» **Your objective**
In the records below, the lines from the one containing "Query: dark brown vase" through the last are to be reproduced exactly and alone.

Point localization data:
───
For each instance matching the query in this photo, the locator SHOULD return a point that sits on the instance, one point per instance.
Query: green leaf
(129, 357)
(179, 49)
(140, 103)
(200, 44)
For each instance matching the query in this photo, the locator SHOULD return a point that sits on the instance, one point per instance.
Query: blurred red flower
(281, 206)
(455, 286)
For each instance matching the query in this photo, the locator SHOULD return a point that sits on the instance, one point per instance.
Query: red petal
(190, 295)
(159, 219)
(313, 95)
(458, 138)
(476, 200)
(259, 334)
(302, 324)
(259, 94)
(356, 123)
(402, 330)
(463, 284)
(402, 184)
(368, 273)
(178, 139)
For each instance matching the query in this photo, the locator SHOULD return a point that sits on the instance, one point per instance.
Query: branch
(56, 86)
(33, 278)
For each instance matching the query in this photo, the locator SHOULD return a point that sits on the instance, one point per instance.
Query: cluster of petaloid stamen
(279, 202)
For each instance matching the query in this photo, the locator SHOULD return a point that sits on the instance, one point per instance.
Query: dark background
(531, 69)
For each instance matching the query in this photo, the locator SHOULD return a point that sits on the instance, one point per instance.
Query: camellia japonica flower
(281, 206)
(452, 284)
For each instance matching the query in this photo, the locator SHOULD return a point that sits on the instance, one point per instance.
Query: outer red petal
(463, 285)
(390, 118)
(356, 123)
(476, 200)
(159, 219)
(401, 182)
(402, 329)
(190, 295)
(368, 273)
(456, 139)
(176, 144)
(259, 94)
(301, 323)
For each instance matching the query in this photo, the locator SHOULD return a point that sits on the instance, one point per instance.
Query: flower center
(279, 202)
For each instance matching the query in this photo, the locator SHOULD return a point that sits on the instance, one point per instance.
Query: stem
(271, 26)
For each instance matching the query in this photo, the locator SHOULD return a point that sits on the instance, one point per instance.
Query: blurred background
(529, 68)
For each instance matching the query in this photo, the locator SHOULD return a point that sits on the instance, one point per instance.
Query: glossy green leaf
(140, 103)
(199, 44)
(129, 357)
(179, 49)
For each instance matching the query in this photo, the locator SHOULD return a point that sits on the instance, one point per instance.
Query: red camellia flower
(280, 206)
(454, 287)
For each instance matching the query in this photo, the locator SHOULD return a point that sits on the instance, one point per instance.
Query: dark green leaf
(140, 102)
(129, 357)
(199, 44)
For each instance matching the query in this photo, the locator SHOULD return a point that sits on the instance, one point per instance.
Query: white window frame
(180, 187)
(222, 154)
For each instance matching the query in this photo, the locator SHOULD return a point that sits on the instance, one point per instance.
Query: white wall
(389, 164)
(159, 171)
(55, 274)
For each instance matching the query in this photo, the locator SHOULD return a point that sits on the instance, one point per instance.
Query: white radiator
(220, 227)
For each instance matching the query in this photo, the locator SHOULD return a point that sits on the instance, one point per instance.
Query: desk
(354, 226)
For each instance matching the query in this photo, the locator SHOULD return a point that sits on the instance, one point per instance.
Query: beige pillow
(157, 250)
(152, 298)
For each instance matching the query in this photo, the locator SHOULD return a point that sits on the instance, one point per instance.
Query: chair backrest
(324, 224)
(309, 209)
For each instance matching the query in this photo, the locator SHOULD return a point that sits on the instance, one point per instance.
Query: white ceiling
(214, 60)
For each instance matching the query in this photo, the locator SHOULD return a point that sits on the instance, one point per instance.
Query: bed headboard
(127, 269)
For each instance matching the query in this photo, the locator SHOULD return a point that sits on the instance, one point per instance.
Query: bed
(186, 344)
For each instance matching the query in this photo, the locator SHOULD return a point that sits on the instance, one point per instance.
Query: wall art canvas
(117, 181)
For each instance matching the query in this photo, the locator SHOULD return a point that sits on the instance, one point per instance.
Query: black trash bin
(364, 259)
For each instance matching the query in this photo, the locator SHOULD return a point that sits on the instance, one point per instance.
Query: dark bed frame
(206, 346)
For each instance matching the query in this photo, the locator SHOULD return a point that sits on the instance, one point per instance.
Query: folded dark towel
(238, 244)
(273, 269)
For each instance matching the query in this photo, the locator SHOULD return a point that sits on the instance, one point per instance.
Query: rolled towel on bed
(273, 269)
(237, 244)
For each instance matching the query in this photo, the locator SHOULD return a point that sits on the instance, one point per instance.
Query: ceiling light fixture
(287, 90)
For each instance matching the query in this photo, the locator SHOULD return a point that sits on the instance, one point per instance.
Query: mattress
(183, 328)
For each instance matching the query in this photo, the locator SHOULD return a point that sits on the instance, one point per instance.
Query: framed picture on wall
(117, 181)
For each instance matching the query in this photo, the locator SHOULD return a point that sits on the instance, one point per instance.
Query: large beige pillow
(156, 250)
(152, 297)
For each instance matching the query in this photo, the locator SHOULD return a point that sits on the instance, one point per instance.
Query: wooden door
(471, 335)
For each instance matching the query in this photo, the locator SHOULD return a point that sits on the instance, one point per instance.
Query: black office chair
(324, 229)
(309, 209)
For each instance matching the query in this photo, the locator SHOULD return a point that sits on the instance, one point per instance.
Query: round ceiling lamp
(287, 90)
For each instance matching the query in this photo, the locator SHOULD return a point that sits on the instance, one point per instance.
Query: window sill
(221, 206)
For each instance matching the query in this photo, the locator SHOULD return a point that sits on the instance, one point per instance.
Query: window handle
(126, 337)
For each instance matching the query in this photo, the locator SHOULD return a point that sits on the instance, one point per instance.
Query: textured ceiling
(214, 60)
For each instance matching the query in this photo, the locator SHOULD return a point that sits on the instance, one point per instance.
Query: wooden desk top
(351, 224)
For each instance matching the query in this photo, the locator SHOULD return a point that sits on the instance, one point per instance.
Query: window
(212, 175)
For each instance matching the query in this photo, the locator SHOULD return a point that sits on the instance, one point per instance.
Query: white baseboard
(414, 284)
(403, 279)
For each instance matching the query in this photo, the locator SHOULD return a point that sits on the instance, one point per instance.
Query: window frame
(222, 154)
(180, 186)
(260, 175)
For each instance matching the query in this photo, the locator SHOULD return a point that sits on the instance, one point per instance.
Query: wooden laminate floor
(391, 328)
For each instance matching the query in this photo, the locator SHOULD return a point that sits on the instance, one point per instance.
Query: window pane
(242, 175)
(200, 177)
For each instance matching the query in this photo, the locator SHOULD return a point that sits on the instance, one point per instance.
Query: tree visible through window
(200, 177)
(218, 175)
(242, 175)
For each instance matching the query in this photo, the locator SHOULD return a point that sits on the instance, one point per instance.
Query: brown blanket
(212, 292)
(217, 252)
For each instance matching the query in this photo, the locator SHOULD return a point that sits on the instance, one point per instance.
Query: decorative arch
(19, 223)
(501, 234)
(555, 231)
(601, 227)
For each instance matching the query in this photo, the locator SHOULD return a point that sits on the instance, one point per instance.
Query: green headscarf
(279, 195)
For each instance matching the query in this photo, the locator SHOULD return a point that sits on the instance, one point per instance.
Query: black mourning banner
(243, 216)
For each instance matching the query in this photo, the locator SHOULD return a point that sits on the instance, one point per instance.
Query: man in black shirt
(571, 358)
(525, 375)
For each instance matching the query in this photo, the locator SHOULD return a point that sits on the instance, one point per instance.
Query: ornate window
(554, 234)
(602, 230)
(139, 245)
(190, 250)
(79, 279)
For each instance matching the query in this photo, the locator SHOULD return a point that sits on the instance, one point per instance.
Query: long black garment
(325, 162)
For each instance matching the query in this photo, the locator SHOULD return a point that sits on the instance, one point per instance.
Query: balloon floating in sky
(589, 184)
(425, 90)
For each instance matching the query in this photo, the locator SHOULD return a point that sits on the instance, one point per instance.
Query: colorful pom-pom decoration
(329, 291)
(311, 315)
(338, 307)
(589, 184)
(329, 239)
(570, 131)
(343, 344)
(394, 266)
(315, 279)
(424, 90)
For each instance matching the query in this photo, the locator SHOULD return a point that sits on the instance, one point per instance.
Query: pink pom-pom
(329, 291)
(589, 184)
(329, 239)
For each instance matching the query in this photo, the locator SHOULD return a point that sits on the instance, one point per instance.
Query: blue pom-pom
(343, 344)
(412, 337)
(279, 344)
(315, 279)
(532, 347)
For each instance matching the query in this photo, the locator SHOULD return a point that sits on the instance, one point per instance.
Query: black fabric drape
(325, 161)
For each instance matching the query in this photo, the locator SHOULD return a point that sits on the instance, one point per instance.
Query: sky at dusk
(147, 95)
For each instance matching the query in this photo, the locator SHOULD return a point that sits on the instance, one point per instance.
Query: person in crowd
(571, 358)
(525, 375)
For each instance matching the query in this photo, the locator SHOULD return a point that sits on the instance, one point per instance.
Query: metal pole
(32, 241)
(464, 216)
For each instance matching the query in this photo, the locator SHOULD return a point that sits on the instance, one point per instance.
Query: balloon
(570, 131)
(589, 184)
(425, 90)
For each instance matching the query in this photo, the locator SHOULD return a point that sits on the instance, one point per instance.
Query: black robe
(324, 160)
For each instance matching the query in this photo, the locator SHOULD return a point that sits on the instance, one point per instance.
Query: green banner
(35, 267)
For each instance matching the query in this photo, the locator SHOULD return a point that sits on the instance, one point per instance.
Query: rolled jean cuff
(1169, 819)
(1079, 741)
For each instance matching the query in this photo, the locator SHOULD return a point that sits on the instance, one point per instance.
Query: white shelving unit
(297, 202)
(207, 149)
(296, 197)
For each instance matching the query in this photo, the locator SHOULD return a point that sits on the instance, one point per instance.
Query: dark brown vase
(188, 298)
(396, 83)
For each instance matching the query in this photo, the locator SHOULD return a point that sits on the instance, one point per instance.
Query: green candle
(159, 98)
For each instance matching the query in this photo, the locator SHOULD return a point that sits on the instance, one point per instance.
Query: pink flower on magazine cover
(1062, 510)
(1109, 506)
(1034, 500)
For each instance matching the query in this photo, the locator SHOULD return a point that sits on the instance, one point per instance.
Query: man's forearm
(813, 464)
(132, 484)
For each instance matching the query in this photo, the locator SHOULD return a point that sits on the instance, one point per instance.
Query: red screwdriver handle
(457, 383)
───
» **Your solution**
Query: dark brown vase
(188, 298)
(396, 83)
For each instance matching the query in this photo, the locator SHOULD return a point that sits on the instance, one point per instance.
Query: green candle
(159, 98)
For each instance matching the query in this photo, the locator SHOULD return a point that sits on the instance, one point per instance.
Query: pink flower on magazine cover
(1062, 510)
(1109, 506)
(1034, 500)
For each instance matching the query in this photo, the locator SHOULD return a point that sits on the instance, one point per instance.
Query: man's forearm
(813, 464)
(132, 484)
For each instance matching the query in this photo, the locator SHOULD return a point that sits on the instance, one point per instance.
Query: red screwdriver handle
(457, 383)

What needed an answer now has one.